## [What is required]
Write out the entries again, everything from the line containing "the wooden desk" down to the line containing "pixel 642 416", substituting "tabletop" for "wooden desk surface" and keeping all else the same.

++++++

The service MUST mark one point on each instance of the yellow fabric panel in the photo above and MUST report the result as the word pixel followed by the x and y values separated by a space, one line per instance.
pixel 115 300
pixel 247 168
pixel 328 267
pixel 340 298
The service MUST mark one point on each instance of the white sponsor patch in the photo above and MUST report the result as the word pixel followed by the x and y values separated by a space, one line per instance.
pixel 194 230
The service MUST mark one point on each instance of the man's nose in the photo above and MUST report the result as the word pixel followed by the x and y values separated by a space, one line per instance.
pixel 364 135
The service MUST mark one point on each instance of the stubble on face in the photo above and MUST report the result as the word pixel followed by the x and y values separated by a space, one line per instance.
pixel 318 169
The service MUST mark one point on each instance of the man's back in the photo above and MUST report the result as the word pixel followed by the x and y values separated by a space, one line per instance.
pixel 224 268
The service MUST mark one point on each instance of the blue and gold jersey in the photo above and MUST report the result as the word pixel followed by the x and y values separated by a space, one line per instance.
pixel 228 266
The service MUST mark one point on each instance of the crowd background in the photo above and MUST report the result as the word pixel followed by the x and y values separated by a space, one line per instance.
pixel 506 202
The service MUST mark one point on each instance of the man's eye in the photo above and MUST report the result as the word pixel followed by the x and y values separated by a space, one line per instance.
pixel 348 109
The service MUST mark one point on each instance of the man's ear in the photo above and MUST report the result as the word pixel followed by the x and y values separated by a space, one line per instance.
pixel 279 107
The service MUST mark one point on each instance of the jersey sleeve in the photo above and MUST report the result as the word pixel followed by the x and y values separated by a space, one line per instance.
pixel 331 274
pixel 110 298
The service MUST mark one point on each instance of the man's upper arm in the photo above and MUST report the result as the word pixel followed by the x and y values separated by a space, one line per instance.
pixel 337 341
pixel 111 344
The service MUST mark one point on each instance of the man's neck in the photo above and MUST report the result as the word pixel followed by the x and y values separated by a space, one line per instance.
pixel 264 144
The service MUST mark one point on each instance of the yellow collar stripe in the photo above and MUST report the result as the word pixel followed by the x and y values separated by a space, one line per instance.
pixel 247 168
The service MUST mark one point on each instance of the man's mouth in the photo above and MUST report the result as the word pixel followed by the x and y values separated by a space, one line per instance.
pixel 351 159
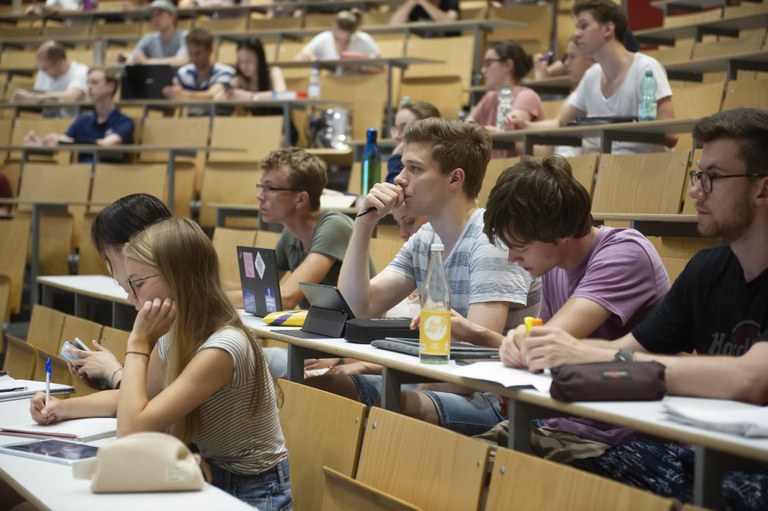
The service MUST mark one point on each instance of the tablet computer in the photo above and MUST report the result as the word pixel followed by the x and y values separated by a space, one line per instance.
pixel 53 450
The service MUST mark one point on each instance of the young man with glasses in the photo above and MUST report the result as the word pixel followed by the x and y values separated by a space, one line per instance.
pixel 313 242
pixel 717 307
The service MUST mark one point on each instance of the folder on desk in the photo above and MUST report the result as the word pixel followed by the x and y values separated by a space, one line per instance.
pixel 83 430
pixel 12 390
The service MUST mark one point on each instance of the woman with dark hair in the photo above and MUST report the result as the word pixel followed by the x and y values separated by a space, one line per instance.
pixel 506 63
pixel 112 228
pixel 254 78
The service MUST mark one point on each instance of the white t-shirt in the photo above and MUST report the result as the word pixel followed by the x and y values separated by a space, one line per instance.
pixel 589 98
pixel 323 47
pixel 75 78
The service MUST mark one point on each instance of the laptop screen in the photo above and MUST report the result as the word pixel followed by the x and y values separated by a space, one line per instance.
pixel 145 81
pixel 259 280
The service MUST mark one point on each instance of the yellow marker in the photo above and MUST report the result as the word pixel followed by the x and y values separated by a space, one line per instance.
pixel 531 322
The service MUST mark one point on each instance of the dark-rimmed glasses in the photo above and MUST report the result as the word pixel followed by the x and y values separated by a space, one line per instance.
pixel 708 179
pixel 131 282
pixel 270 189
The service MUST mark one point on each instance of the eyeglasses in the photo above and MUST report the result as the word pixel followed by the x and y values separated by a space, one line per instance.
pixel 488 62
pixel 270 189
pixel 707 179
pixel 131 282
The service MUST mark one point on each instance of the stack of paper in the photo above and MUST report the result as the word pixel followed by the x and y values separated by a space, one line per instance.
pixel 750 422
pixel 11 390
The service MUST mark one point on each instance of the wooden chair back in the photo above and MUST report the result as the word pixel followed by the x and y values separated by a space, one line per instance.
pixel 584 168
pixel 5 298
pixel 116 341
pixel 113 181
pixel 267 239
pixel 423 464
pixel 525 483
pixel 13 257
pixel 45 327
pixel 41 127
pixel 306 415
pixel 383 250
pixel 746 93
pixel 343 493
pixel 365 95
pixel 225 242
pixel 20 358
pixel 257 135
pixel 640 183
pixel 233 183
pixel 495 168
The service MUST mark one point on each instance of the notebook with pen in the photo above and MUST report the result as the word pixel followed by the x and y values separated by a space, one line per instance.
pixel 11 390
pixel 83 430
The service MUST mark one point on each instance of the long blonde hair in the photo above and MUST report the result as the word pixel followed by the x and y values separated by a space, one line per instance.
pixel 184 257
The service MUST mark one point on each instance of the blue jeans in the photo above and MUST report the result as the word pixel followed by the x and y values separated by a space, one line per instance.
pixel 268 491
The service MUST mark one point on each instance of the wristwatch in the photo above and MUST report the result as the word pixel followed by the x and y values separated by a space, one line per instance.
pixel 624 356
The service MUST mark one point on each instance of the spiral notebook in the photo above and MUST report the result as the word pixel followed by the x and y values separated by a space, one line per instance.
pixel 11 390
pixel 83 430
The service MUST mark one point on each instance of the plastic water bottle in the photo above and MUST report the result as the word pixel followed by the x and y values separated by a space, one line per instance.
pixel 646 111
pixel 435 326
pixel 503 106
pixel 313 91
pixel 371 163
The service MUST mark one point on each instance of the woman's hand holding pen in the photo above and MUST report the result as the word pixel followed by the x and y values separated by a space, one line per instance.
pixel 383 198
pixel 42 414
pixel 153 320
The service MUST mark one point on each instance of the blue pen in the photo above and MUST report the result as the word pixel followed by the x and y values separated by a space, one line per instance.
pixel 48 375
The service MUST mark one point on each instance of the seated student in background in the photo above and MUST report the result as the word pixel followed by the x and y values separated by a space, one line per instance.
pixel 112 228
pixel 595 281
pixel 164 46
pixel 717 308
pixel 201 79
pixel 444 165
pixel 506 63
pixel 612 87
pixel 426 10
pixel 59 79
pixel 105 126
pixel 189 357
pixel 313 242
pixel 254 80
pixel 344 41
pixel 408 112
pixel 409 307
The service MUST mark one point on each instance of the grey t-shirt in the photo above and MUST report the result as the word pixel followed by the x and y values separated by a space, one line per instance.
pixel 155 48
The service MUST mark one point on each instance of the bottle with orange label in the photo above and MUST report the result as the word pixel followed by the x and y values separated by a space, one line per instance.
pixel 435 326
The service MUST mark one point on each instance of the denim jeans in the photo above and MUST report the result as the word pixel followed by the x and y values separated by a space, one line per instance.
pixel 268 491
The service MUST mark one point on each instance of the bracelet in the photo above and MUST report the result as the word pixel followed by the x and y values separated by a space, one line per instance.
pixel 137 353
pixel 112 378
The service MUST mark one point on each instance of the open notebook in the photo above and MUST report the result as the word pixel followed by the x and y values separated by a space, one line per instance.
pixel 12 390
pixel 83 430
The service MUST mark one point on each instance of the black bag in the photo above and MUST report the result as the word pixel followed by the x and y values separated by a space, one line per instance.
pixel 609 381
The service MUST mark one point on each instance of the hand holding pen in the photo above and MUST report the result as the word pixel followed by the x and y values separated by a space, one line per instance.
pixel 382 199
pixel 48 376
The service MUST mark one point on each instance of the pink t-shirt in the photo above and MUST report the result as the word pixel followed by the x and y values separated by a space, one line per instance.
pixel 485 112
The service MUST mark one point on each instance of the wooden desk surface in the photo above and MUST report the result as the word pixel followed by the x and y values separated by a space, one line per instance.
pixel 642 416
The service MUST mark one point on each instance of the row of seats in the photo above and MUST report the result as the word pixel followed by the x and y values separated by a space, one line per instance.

++++++

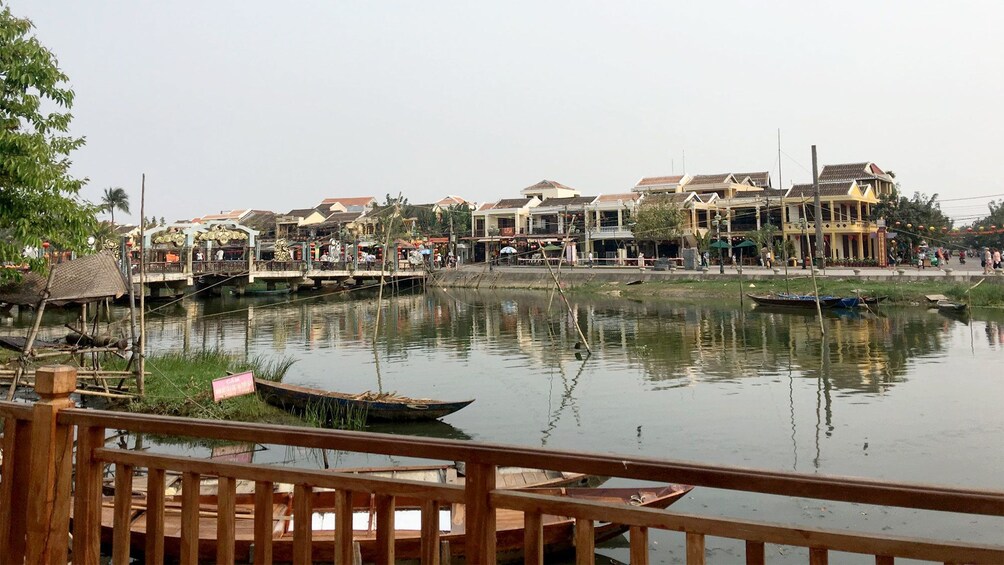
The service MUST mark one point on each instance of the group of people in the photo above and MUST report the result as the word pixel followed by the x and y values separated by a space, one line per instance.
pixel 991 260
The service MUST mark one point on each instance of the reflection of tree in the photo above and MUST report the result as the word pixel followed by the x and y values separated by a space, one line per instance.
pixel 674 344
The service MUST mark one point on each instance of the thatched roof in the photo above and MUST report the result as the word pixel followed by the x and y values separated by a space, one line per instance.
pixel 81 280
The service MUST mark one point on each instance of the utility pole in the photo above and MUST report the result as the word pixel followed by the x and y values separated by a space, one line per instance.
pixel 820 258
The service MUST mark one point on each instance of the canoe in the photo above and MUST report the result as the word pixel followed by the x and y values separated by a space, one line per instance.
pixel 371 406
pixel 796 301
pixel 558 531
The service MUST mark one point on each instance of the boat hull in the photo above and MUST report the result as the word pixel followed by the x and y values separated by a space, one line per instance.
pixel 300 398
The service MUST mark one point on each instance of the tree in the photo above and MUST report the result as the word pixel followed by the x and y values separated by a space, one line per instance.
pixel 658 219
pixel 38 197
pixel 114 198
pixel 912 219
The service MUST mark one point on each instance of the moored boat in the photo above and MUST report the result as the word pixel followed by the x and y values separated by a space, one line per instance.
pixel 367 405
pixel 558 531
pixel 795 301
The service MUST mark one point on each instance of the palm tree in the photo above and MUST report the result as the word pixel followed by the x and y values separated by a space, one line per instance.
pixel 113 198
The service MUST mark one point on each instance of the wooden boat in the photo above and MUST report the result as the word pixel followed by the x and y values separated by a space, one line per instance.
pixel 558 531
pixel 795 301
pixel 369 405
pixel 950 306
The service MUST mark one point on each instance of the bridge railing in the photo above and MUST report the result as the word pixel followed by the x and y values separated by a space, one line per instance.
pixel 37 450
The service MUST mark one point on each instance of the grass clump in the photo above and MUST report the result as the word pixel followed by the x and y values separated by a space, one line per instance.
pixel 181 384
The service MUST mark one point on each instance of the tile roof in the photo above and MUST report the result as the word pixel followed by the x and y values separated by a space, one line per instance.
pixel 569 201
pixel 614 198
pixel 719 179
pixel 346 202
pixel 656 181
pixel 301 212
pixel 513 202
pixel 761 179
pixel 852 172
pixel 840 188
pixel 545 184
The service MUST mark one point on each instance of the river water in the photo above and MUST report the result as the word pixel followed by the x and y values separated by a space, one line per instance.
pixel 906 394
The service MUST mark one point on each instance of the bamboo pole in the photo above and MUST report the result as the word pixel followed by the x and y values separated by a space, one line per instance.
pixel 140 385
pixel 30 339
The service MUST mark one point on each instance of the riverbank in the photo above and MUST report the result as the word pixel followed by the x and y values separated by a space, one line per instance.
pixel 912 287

++++++

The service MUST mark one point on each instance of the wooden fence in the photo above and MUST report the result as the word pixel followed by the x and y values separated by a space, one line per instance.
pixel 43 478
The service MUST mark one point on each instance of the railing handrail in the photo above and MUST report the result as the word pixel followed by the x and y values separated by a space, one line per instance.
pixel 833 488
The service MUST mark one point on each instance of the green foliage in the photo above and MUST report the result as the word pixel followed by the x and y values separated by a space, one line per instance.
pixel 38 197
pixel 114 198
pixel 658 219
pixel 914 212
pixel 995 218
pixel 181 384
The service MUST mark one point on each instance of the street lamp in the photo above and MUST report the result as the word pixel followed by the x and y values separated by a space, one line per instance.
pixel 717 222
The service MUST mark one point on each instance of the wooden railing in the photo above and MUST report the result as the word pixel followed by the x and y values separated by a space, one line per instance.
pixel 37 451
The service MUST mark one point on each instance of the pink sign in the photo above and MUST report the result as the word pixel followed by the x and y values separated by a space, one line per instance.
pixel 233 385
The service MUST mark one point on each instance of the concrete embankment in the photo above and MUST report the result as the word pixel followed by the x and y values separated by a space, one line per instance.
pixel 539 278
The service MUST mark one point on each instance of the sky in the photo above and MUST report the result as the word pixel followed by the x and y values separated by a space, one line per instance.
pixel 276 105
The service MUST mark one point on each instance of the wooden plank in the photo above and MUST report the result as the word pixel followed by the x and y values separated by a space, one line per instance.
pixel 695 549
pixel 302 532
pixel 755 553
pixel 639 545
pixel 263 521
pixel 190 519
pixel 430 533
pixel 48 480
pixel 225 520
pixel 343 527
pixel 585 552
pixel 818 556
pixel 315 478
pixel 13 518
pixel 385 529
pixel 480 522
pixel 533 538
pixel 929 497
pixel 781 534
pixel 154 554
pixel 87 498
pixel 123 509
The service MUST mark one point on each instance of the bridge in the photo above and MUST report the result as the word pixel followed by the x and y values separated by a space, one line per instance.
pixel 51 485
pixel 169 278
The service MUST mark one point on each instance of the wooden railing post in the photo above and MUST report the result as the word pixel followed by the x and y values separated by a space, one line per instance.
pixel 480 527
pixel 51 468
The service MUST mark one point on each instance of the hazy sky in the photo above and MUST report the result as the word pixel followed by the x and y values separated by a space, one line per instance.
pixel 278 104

++++++

## [Correct output]
The service MUST mark one point on each instance of the tabletop in the photo above and MUST report the result as the word pixel followed by the x and y values separated by a space, one line per instance.
pixel 642 416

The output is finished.